Information provided:
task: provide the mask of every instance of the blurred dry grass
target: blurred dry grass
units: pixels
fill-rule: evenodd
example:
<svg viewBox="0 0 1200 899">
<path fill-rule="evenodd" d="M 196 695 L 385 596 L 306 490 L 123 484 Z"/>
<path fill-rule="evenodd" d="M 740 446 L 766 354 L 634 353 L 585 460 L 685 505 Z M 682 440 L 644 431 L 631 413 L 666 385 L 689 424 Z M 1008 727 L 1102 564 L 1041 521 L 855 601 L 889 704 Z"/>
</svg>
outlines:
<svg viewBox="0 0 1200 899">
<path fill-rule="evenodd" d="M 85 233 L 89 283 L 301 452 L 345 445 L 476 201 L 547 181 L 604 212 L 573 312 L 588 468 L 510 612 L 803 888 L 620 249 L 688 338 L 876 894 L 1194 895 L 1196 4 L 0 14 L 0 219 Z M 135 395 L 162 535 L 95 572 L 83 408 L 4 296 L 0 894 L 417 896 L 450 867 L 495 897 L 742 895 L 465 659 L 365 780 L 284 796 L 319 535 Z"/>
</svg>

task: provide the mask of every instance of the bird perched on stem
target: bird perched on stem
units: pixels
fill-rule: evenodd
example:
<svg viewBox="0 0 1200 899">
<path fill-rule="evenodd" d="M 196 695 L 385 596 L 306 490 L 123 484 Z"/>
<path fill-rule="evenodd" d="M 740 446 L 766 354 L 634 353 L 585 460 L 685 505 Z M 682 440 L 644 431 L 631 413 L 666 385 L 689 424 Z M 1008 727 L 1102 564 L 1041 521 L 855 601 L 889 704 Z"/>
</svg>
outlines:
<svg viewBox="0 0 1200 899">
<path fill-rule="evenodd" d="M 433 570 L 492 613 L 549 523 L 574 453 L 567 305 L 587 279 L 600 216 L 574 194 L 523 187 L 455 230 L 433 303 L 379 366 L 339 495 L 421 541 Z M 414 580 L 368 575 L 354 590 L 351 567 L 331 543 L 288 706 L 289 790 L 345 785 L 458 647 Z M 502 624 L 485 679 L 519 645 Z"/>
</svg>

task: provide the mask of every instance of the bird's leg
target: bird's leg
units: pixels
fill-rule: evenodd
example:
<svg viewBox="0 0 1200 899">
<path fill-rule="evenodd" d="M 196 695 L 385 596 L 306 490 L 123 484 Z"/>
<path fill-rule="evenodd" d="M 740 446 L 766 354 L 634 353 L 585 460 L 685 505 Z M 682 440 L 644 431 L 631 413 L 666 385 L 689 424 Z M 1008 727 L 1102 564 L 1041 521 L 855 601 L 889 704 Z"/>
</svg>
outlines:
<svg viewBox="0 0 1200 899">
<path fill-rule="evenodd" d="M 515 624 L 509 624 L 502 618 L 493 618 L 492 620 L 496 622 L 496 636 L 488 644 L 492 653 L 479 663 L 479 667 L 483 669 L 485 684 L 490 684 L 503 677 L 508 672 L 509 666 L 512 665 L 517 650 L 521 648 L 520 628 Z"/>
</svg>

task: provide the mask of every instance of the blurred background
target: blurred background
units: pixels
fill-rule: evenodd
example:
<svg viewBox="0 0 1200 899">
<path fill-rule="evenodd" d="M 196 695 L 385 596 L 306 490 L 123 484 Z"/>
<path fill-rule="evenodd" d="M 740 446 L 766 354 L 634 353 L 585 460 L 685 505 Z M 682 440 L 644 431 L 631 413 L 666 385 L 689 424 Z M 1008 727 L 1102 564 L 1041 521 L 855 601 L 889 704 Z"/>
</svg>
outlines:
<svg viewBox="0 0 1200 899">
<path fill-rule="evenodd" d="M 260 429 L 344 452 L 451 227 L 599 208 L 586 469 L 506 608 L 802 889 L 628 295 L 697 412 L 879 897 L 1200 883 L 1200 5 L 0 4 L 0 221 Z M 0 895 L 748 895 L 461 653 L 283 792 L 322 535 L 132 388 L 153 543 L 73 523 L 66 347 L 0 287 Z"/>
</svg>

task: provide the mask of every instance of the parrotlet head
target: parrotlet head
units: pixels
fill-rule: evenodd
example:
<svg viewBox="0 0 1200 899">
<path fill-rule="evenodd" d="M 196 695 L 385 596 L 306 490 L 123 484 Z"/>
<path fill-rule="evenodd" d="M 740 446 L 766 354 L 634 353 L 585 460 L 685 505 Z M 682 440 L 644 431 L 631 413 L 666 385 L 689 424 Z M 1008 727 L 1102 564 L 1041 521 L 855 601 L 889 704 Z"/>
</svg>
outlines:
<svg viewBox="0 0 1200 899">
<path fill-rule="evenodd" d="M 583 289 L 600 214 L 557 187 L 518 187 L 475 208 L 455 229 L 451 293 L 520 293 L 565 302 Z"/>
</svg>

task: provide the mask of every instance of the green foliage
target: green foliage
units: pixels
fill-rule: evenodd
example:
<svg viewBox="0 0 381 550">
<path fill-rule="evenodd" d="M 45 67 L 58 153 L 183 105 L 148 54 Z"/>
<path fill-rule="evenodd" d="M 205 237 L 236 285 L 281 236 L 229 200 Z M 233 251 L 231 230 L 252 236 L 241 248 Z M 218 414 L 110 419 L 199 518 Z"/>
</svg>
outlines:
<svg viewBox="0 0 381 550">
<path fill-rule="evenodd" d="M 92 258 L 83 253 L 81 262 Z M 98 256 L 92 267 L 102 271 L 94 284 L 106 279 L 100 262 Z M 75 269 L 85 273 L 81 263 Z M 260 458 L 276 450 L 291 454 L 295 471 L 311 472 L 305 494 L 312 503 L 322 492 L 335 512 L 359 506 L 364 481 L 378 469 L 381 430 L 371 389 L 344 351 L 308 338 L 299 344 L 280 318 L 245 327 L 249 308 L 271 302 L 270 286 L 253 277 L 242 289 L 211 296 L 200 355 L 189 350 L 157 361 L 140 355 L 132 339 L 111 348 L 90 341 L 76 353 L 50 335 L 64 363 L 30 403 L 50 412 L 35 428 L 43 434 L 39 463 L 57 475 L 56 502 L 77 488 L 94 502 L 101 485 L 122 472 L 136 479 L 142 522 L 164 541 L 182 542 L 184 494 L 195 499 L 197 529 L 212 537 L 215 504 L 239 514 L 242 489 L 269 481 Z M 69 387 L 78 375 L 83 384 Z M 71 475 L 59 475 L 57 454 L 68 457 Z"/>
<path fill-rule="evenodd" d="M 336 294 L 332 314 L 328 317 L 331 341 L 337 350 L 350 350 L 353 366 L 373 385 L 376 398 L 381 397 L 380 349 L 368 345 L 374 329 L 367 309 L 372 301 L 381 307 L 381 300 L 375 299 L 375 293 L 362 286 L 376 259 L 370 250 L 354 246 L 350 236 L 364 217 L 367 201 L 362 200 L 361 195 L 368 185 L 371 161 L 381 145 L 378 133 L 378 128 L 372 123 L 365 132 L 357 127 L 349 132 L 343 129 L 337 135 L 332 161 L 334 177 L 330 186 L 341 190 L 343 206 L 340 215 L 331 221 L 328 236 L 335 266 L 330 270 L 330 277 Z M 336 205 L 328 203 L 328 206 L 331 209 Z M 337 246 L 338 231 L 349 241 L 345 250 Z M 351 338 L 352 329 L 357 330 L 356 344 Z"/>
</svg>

Exercise prompt:
The entries shown above must be reproduced in full, exactly as written.

Worked solution:
task: provide the mask of every instance of the blurred dry grass
target: blurred dry grass
units: pixels
fill-rule: evenodd
example:
<svg viewBox="0 0 1200 899">
<path fill-rule="evenodd" d="M 196 695 L 385 596 L 306 490 L 123 484 Z"/>
<path fill-rule="evenodd" d="M 740 446 L 766 354 L 634 353 L 585 460 L 685 505 Z M 682 440 L 644 431 L 631 413 L 666 385 L 689 424 Z M 1008 727 L 1102 564 L 1041 521 L 855 601 L 889 704 Z"/>
</svg>
outlines:
<svg viewBox="0 0 1200 899">
<path fill-rule="evenodd" d="M 85 233 L 89 283 L 301 452 L 345 445 L 476 201 L 547 181 L 604 212 L 573 312 L 588 468 L 510 612 L 803 888 L 620 249 L 688 338 L 876 894 L 1194 895 L 1196 4 L 0 14 L 0 219 Z M 135 395 L 162 535 L 95 572 L 83 408 L 4 296 L 0 894 L 417 896 L 450 867 L 495 897 L 742 895 L 465 659 L 365 780 L 284 796 L 319 535 Z"/>
</svg>

task: provide the mask of every instance of the bird perched on stem
target: bird perched on stem
units: pixels
fill-rule: evenodd
example:
<svg viewBox="0 0 1200 899">
<path fill-rule="evenodd" d="M 196 695 L 385 596 L 306 490 L 123 484 Z"/>
<path fill-rule="evenodd" d="M 740 446 L 766 354 L 634 353 L 585 460 L 685 505 Z M 682 440 L 644 431 L 631 413 L 666 385 L 689 424 Z M 1008 727 L 1102 564 L 1041 521 L 855 601 L 889 704 Z"/>
</svg>
outlines:
<svg viewBox="0 0 1200 899">
<path fill-rule="evenodd" d="M 433 570 L 492 613 L 549 523 L 574 453 L 567 305 L 587 279 L 600 216 L 574 194 L 523 187 L 455 230 L 433 303 L 379 366 L 339 495 L 421 541 Z M 414 580 L 368 575 L 354 590 L 351 567 L 331 543 L 288 706 L 289 790 L 345 785 L 458 647 Z M 502 624 L 485 679 L 519 645 Z"/>
</svg>

task: provide the mask of every instance of the bird's leg
target: bird's leg
units: pixels
fill-rule: evenodd
example:
<svg viewBox="0 0 1200 899">
<path fill-rule="evenodd" d="M 196 695 L 385 596 L 306 490 L 123 484 Z"/>
<path fill-rule="evenodd" d="M 740 446 L 766 354 L 634 353 L 585 460 L 685 505 Z M 682 440 L 644 431 L 631 413 L 666 385 L 689 424 Z M 1008 727 L 1102 564 L 1041 521 L 855 601 L 889 704 Z"/>
</svg>
outlines:
<svg viewBox="0 0 1200 899">
<path fill-rule="evenodd" d="M 515 624 L 509 624 L 502 618 L 493 618 L 492 620 L 496 622 L 496 636 L 488 644 L 492 653 L 479 663 L 479 667 L 483 669 L 485 684 L 490 684 L 503 677 L 508 672 L 509 666 L 512 665 L 517 650 L 521 648 L 520 628 Z"/>
</svg>

task: provide the mask of every instance of the blurred background
target: blurred background
units: pixels
fill-rule: evenodd
example:
<svg viewBox="0 0 1200 899">
<path fill-rule="evenodd" d="M 196 695 L 385 596 L 306 490 L 123 484 Z"/>
<path fill-rule="evenodd" d="M 740 446 L 766 354 L 634 353 L 585 460 L 685 505 Z M 682 440 L 644 431 L 631 413 L 666 385 L 689 424 Z M 1008 727 L 1102 564 L 1041 521 L 855 601 L 889 704 Z"/>
</svg>
outlines:
<svg viewBox="0 0 1200 899">
<path fill-rule="evenodd" d="M 260 429 L 344 452 L 451 227 L 599 208 L 586 469 L 506 608 L 802 889 L 628 295 L 697 412 L 879 897 L 1200 883 L 1200 5 L 0 4 L 0 221 Z M 0 895 L 748 895 L 461 653 L 283 792 L 322 535 L 132 388 L 153 543 L 73 523 L 66 347 L 0 287 Z"/>
</svg>

task: provide the mask of every instance of the parrotlet head
target: parrotlet head
units: pixels
fill-rule: evenodd
example:
<svg viewBox="0 0 1200 899">
<path fill-rule="evenodd" d="M 196 695 L 385 596 L 306 490 L 123 484 Z"/>
<path fill-rule="evenodd" d="M 740 446 L 766 354 L 634 353 L 585 460 L 685 505 Z M 682 440 L 644 431 L 631 413 L 666 385 L 689 424 Z M 1008 727 L 1102 564 L 1041 521 L 855 601 L 889 704 Z"/>
</svg>
outlines:
<svg viewBox="0 0 1200 899">
<path fill-rule="evenodd" d="M 583 289 L 600 214 L 557 187 L 518 187 L 475 208 L 455 229 L 451 293 L 520 293 L 565 302 Z"/>
</svg>

task: provide the mask of every instance of the green foliage
target: green foliage
units: pixels
fill-rule: evenodd
example:
<svg viewBox="0 0 381 550">
<path fill-rule="evenodd" d="M 45 67 L 58 153 L 183 105 L 148 54 Z"/>
<path fill-rule="evenodd" d="M 205 237 L 236 285 L 281 236 L 229 200 Z M 233 251 L 231 230 L 252 236 L 241 248 Z M 218 414 L 110 419 L 199 518 Z"/>
</svg>
outlines:
<svg viewBox="0 0 381 550">
<path fill-rule="evenodd" d="M 92 258 L 83 253 L 81 262 Z M 98 256 L 92 267 L 102 271 L 94 284 L 106 279 L 100 262 Z M 75 269 L 85 273 L 81 263 Z M 260 458 L 276 450 L 291 454 L 295 471 L 311 472 L 305 494 L 312 503 L 322 492 L 335 512 L 359 506 L 364 481 L 378 469 L 381 430 L 371 389 L 344 351 L 308 338 L 299 344 L 280 318 L 245 327 L 249 308 L 271 302 L 270 286 L 253 277 L 242 289 L 211 296 L 200 355 L 189 350 L 157 361 L 140 355 L 132 339 L 111 348 L 90 341 L 76 353 L 50 335 L 64 363 L 30 403 L 50 412 L 35 428 L 43 434 L 39 463 L 57 475 L 56 502 L 77 488 L 94 502 L 101 485 L 122 472 L 136 479 L 142 522 L 164 541 L 182 542 L 184 494 L 195 499 L 197 529 L 212 537 L 215 504 L 239 514 L 242 489 L 269 481 Z M 69 387 L 78 375 L 83 384 Z M 71 475 L 59 475 L 57 454 L 68 457 Z"/>
<path fill-rule="evenodd" d="M 336 294 L 332 314 L 328 317 L 331 341 L 337 350 L 350 350 L 353 366 L 373 385 L 376 398 L 381 397 L 380 349 L 368 345 L 374 329 L 367 309 L 372 301 L 381 307 L 381 300 L 375 299 L 375 293 L 362 286 L 376 259 L 370 250 L 354 246 L 350 236 L 364 217 L 367 201 L 362 200 L 361 195 L 368 185 L 371 161 L 381 145 L 378 133 L 378 128 L 372 123 L 365 132 L 357 127 L 349 132 L 343 129 L 337 135 L 332 161 L 334 177 L 330 186 L 341 190 L 343 206 L 340 215 L 331 221 L 328 236 L 335 266 L 330 270 L 330 277 Z M 336 205 L 328 203 L 328 206 L 331 209 Z M 337 246 L 338 231 L 349 241 L 345 250 Z M 351 338 L 352 329 L 357 330 L 356 344 Z"/>
</svg>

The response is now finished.